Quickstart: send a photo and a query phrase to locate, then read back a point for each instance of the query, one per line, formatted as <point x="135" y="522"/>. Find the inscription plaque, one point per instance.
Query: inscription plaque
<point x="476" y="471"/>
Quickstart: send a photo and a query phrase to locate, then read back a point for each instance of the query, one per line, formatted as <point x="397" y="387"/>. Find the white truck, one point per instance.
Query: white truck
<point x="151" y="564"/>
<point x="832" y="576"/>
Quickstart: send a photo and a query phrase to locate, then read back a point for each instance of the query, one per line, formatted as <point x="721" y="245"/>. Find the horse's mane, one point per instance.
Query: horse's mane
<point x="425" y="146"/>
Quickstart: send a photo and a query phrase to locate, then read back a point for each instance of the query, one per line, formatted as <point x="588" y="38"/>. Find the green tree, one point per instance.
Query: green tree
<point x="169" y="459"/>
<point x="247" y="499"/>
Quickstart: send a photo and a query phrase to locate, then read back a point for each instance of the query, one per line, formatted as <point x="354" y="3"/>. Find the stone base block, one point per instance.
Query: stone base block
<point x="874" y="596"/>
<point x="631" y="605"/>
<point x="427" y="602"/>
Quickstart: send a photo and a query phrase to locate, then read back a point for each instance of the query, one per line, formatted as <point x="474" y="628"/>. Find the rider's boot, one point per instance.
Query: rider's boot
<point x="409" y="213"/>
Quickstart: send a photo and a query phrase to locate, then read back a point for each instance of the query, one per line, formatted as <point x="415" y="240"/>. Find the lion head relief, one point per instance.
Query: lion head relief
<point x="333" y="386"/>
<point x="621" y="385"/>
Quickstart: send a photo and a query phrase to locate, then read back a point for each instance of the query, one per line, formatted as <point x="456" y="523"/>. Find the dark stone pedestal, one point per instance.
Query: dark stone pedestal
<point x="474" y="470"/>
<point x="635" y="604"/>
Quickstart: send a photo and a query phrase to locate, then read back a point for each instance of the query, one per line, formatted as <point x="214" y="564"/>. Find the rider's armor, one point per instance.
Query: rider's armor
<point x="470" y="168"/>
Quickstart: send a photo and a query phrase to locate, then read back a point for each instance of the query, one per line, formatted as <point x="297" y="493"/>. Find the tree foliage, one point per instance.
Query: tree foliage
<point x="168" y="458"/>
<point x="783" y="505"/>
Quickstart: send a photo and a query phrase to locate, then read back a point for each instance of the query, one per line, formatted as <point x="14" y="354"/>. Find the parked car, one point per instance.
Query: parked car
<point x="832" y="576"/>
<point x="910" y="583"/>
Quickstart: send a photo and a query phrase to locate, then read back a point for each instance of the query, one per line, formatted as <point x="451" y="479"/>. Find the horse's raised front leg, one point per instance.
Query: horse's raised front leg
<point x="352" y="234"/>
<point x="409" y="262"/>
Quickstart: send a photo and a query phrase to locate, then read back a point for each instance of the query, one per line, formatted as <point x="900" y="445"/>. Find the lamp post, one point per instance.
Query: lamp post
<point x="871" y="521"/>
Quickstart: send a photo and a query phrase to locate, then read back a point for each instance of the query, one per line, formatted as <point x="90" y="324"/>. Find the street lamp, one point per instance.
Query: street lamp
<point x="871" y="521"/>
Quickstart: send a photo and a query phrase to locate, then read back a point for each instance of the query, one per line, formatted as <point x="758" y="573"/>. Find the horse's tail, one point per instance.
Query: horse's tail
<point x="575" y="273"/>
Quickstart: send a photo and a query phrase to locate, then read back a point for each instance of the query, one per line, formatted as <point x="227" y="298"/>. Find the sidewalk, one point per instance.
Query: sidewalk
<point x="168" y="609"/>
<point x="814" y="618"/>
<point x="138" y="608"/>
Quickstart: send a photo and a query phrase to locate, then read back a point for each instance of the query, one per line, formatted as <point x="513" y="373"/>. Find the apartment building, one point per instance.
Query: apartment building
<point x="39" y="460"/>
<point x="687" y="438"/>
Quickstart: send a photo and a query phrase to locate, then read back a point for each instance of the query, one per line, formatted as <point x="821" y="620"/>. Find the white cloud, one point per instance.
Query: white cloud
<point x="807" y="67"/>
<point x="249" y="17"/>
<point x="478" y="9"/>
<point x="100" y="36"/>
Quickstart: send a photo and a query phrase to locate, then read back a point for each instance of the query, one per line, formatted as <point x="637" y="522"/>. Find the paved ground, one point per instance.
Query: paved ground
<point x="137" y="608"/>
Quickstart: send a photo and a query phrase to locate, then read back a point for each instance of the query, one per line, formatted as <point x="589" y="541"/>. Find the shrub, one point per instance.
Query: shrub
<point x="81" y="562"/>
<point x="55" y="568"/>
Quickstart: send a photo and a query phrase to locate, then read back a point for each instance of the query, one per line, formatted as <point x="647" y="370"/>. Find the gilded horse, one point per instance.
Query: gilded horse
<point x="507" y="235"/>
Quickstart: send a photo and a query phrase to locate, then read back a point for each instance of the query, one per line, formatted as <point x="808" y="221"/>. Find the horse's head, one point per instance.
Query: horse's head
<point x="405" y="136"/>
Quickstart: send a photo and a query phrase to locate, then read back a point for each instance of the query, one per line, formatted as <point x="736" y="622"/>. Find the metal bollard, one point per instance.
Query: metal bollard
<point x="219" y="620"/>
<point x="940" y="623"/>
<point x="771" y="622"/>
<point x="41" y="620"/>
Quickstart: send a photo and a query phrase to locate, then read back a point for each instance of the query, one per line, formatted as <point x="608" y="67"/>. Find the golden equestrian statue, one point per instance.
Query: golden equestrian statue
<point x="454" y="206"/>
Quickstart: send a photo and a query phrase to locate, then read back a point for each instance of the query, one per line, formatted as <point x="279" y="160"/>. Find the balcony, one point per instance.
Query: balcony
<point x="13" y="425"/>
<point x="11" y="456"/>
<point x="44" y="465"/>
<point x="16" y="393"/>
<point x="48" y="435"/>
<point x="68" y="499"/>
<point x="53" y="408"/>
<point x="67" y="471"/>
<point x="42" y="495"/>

☆ ☆ ☆ ☆ ☆ ☆ ☆

> What this task involves:
Transcribe each entry word for word.

> Answer for this exercise:
Quickstart: send a photo and a query phrase to locate, then read back a point for each instance of the query, one per line, formatted as <point x="135" y="522"/>. Find the inscription plaque, one point per instance.
Query: inscription plaque
<point x="476" y="471"/>
Quickstart: send a photo and a query phrase to locate, then read back a point for each instance of the query, one per line, formatted as <point x="397" y="387"/>. Find the white truck, one point per instance.
Query: white truck
<point x="151" y="564"/>
<point x="832" y="576"/>
Quickstart: send a photo and a query phrase to locate, then read back a point for each instance of the query, one per line, formatted as <point x="721" y="245"/>. Find the horse's mane, one point per instance.
Query: horse's mane
<point x="425" y="146"/>
Quickstart: send a photo and a query phrase to locate, then read back a point for each instance of the query, one per line, formatted as <point x="588" y="38"/>. Find the green tree, one point per instance.
Query: green tree
<point x="169" y="459"/>
<point x="247" y="499"/>
Quickstart: send a photo and a query phrase to locate, then read back a point for each instance of the query, one per line, formatted as <point x="354" y="3"/>. Find the stone base block, one point per instance.
Query: stone base block
<point x="874" y="596"/>
<point x="631" y="605"/>
<point x="427" y="602"/>
Quickstart: send a photo and a query phrase to locate, then read back a point for each instance of the query, one per line, formatted as <point x="474" y="628"/>. Find the rider's boot, one point per instance.
Query: rider's boot
<point x="409" y="213"/>
Quickstart: send a photo and a query phrase to locate, then read back a point for each instance of the query, one per line, formatted as <point x="415" y="240"/>. Find the lion head relief, one point per instance.
Query: lion head relief
<point x="333" y="386"/>
<point x="621" y="385"/>
Quickstart: send a photo and a query phrase to locate, then read back a point for each instance of the query, one per line, formatted as <point x="456" y="523"/>. Find the dark stone pedestal, one point per instance.
Query: dark stone pedestal
<point x="474" y="470"/>
<point x="635" y="604"/>
Quickstart: send a photo and a query phrase to locate, then read back a point for each instance of the query, one per line, formatted as <point x="214" y="564"/>. Find the rider's armor, one point per instance.
Query: rider's armor
<point x="470" y="168"/>
Quickstart: send a photo and a query phrase to locate, then read back a point for each instance of the query, one per line, formatted as <point x="297" y="493"/>. Find the tree foliage, one point per instance.
Query: tree foliage
<point x="168" y="458"/>
<point x="783" y="505"/>
Quickstart: send a photo and a query phrase to locate, then read back a point for each instance of the query, one per line, formatted as <point x="14" y="354"/>. Find the parked car, one point per instance.
Query: parked car
<point x="832" y="576"/>
<point x="910" y="583"/>
Quickstart: send a photo and a query phrase to locate, then read back a point for each instance of the query, one per line, formatted as <point x="451" y="479"/>. Find the horse's raised front leg, one point per instance.
Query: horse's raised front leg
<point x="352" y="234"/>
<point x="409" y="262"/>
Quickstart: send a photo and a query phrase to locate, then read back a point for each instance of the query, one per line, formatted as <point x="900" y="445"/>. Find the lamp post, one point per instance.
Query: lamp post
<point x="871" y="521"/>
Quickstart: send a photo and a query phrase to locate, then read back a point for each instance of the query, one per line, formatted as <point x="90" y="324"/>. Find the street lamp, one point per instance.
Query: street lamp
<point x="871" y="521"/>
Quickstart: send a photo and a query phrase to locate, then read back a point for each instance of the query, one per line, formatted as <point x="758" y="573"/>. Find the horse's tail, one point per instance.
Query: horse's tail
<point x="575" y="273"/>
Quickstart: send a photo and a query phrase to locate, then read back a point for each instance of the query, one per line, formatted as <point x="227" y="298"/>. Find the sidewalk, one point per instance.
Query: sidewalk
<point x="168" y="609"/>
<point x="814" y="618"/>
<point x="138" y="608"/>
Quickstart: send a photo and a query phrase to locate, then read back a point for each instance of the query, one per line, formatted as <point x="513" y="373"/>. Find the apartment building, one point per instance.
Query: apartment building
<point x="39" y="460"/>
<point x="687" y="438"/>
Quickstart: send a photo and a query phrase to locate, then read back a point for each instance of the query, one per line, formatted as <point x="821" y="620"/>. Find the white cloud, one point per instance.
Query: white cloud
<point x="807" y="67"/>
<point x="249" y="17"/>
<point x="478" y="9"/>
<point x="100" y="36"/>
Quickstart: send a photo and a query phrase to locate, then read back a point for each instance of the query, one per line, formatted as <point x="637" y="522"/>. Find the paved ground, one point per instance.
Query: paved ground
<point x="137" y="608"/>
Quickstart: send a photo and a query phrase to locate, then read back a point for each instance of the query, one per line, formatted as <point x="589" y="541"/>. Find the shrub, one point per instance.
Query: shrub
<point x="81" y="562"/>
<point x="55" y="568"/>
Quickstart: send a photo and a query phrase to locate, then read back a point for each instance of the query, one per line, formatted as <point x="647" y="370"/>. Find the gilded horse, one point per instance.
Query: gilded horse
<point x="507" y="235"/>
Quickstart: send a photo and a query phrase to locate, then read back a point for each instance of the query, one per line, formatted as <point x="808" y="221"/>. Find the horse's head, one point per instance.
Query: horse's head
<point x="405" y="136"/>
Quickstart: send a photo and a query phrase to locate, then read back a point for each instance of the query, one per line, formatted as <point x="736" y="622"/>. Find the metal bollard, one point per instance.
Query: metal bollard
<point x="219" y="620"/>
<point x="940" y="623"/>
<point x="771" y="622"/>
<point x="41" y="620"/>
Quickstart: send a photo and a query phrase to locate, then read back a point for each instance of the query, one per line, formatted as <point x="608" y="67"/>. Find the golden equestrian statue, one point per instance.
Query: golden equestrian statue
<point x="454" y="206"/>
Quickstart: send a photo and a query phrase to locate, then read back a point for each instance of the query, one per line, formatted as <point x="279" y="160"/>. Find the balcony, one point per instance.
Query: balcony
<point x="13" y="425"/>
<point x="11" y="456"/>
<point x="44" y="465"/>
<point x="16" y="393"/>
<point x="48" y="435"/>
<point x="68" y="499"/>
<point x="53" y="408"/>
<point x="67" y="471"/>
<point x="42" y="495"/>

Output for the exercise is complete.